Set problem
Set down exactly the lines from the one containing "Locate man in white" through the end of the records below, both included, and nothing else.

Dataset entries
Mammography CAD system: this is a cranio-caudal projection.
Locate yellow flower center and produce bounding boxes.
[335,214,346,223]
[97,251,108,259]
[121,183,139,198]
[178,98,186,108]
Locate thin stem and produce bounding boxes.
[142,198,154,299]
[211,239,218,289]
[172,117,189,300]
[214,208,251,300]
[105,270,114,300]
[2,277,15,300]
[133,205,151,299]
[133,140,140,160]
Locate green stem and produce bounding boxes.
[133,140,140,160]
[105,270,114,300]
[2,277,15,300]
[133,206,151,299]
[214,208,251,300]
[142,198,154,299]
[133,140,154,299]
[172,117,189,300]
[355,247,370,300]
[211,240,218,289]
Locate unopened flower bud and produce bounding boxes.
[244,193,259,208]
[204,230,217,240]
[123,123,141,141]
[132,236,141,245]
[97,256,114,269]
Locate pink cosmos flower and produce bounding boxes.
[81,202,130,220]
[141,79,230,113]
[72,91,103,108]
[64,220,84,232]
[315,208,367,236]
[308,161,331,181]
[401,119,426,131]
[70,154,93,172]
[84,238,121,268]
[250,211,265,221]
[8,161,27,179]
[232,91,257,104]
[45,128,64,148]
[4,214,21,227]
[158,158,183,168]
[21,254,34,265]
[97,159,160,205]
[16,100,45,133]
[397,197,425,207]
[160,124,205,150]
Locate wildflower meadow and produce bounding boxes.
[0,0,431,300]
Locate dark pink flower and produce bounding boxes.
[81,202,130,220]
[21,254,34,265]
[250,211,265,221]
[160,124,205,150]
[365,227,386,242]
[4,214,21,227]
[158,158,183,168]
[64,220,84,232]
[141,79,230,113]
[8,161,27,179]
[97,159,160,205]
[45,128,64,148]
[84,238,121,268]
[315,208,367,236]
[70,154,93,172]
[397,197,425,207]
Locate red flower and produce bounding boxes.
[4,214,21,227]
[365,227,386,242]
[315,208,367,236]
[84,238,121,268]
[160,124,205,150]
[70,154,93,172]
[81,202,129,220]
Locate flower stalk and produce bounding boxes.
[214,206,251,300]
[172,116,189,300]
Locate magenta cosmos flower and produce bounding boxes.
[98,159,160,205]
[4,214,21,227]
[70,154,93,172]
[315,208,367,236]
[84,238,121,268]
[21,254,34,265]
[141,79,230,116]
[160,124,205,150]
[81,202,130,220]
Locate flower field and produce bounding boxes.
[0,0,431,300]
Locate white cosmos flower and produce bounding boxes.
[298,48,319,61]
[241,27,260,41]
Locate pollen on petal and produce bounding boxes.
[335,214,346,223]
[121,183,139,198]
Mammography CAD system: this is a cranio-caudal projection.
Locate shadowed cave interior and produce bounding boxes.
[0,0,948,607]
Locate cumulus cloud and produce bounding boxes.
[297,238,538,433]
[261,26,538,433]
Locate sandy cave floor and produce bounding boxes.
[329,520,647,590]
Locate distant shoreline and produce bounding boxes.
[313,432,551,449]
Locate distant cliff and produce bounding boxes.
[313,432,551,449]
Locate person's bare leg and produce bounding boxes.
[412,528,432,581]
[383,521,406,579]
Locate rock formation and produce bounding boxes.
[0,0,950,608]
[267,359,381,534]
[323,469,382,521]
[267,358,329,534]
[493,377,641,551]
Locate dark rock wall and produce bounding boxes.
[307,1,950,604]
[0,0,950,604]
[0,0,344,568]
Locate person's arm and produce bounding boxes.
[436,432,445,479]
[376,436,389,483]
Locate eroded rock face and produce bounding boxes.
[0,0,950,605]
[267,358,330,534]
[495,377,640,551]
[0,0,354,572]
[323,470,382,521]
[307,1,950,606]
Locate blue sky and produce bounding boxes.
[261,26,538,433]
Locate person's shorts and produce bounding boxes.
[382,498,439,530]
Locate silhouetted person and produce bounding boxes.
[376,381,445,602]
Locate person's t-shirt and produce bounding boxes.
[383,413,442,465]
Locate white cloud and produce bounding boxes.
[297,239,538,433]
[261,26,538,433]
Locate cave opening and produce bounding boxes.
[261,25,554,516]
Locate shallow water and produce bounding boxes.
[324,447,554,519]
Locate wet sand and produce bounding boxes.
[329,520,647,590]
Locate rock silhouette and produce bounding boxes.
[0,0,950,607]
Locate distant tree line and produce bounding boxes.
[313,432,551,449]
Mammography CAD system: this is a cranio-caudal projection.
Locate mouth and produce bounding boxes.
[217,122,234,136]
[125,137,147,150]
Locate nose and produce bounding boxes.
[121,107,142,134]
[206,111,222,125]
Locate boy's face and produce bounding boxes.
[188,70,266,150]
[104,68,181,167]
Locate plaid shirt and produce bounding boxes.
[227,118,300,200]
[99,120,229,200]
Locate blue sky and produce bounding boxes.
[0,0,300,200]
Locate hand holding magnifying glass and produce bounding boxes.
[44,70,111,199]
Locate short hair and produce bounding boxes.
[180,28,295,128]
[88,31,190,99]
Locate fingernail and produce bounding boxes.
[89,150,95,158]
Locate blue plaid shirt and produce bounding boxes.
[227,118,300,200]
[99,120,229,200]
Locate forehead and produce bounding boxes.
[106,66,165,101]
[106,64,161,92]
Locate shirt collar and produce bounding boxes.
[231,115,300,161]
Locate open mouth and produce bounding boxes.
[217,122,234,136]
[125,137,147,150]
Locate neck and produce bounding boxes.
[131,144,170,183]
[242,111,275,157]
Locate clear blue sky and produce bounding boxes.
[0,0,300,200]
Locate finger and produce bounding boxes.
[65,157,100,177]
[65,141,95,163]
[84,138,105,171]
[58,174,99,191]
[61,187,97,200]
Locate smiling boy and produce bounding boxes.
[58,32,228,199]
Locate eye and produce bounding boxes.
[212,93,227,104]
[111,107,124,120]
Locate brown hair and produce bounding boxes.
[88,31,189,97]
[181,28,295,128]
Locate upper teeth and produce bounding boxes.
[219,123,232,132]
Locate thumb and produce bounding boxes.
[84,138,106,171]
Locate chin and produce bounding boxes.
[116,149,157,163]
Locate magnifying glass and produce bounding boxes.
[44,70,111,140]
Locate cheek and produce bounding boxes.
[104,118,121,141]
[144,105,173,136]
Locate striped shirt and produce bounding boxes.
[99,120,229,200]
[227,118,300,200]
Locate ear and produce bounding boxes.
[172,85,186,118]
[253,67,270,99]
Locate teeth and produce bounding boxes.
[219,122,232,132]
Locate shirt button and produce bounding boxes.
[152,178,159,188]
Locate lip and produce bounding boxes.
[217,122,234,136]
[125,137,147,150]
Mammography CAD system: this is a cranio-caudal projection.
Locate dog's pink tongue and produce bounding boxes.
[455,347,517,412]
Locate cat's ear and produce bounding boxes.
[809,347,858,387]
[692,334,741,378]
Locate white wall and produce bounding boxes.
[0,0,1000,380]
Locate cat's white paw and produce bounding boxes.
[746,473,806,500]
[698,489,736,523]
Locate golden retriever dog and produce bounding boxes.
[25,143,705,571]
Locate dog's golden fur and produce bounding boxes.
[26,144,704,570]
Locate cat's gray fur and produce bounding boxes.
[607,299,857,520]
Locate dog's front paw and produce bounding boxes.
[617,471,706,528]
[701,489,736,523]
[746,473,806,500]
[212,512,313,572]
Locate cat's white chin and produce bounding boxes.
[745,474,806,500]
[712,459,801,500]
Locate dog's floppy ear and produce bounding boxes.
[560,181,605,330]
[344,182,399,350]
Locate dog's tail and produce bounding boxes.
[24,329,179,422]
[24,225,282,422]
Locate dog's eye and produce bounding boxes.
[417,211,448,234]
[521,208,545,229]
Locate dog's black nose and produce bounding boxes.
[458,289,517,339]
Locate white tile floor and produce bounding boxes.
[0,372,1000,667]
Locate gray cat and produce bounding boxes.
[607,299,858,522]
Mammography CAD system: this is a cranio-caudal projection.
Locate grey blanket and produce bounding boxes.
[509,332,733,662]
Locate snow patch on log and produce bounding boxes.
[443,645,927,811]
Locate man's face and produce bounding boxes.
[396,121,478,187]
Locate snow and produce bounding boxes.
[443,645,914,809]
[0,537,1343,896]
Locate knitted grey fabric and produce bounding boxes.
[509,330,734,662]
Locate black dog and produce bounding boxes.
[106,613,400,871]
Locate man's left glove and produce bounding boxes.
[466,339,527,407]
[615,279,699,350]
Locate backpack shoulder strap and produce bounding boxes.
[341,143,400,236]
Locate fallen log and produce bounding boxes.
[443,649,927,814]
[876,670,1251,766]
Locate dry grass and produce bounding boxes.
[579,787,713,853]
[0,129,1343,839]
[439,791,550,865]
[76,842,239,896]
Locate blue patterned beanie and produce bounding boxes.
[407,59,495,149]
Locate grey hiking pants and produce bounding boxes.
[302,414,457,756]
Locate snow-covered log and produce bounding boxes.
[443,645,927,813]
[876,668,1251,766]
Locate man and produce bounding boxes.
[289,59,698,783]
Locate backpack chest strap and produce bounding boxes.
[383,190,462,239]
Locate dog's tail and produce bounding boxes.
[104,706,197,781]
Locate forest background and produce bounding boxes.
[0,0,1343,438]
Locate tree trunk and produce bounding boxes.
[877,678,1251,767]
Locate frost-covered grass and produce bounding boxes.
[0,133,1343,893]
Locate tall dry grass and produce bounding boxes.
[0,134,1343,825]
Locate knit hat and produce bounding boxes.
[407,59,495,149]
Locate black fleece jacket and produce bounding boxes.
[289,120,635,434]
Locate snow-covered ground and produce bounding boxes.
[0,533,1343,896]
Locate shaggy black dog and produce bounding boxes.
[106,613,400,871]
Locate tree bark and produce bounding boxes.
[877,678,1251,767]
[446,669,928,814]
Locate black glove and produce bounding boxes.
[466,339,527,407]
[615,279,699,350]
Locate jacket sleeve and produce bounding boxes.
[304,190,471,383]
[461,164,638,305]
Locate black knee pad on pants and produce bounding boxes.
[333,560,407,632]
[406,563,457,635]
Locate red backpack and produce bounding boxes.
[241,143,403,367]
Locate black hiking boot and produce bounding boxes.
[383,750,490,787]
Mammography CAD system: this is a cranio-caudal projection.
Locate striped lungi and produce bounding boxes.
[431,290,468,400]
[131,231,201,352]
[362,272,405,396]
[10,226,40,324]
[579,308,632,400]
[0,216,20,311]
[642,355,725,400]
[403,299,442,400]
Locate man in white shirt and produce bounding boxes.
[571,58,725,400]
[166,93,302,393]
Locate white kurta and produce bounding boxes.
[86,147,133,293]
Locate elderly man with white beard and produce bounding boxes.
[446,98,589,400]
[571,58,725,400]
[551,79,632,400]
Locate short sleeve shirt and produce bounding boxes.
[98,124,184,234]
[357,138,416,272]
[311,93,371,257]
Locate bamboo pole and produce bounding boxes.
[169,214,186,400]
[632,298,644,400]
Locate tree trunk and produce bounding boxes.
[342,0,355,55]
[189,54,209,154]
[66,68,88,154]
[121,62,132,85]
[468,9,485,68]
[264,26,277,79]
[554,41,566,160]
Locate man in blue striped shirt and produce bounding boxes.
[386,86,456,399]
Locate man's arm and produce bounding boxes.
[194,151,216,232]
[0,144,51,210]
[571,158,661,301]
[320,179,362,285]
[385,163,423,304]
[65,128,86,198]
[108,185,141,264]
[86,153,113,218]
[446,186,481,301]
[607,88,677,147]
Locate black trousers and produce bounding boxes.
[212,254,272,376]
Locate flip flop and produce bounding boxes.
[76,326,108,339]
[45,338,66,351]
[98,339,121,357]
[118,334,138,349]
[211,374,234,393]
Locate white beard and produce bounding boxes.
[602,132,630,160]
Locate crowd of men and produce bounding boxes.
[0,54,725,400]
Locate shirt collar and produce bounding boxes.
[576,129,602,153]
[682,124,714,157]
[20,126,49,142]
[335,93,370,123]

Written answer
Locate man in white shirt and produce bounding boxes.
[571,58,725,400]
[166,93,302,393]
Locate white kurta and produce bounding boxes.
[86,147,133,293]
Locate elderly man with white beard and produce bounding boxes.
[446,98,589,400]
[571,58,725,400]
[551,79,632,400]
Locate short sleeve shirt and produce bounding boxes.
[98,124,184,234]
[357,138,416,272]
[311,93,371,257]
Locate bamboo pole and produce bounding boxes.
[169,214,186,400]
[632,298,644,400]
Locate tree trunk and produce bounding boxes.
[342,0,355,55]
[189,54,209,154]
[66,68,88,154]
[121,62,132,85]
[468,9,485,68]
[264,26,277,79]
[554,41,566,160]
Locate man in blue striped shirt and produce bounding boxes.
[386,86,456,399]
Locate man's arm and produce bounding boxes.
[194,151,216,232]
[0,144,51,210]
[571,158,661,301]
[320,179,362,285]
[385,163,423,304]
[65,128,86,198]
[108,185,141,264]
[86,153,113,218]
[446,186,481,301]
[607,88,677,147]
Locate black trousers and produce bounding boxes.
[212,254,272,376]
Locate flip flop and produce bounding boxes.
[76,326,108,339]
[45,338,66,351]
[98,339,121,357]
[118,334,138,349]
[211,374,234,393]
Locate white beard and produce bounding boxes.
[602,132,630,160]
Locate crowd of men and produce bounding boxes.
[0,54,725,400]
Locate shirt collar and produce bounding boxes.
[576,129,602,153]
[682,124,714,157]
[20,126,49,142]
[335,93,370,123]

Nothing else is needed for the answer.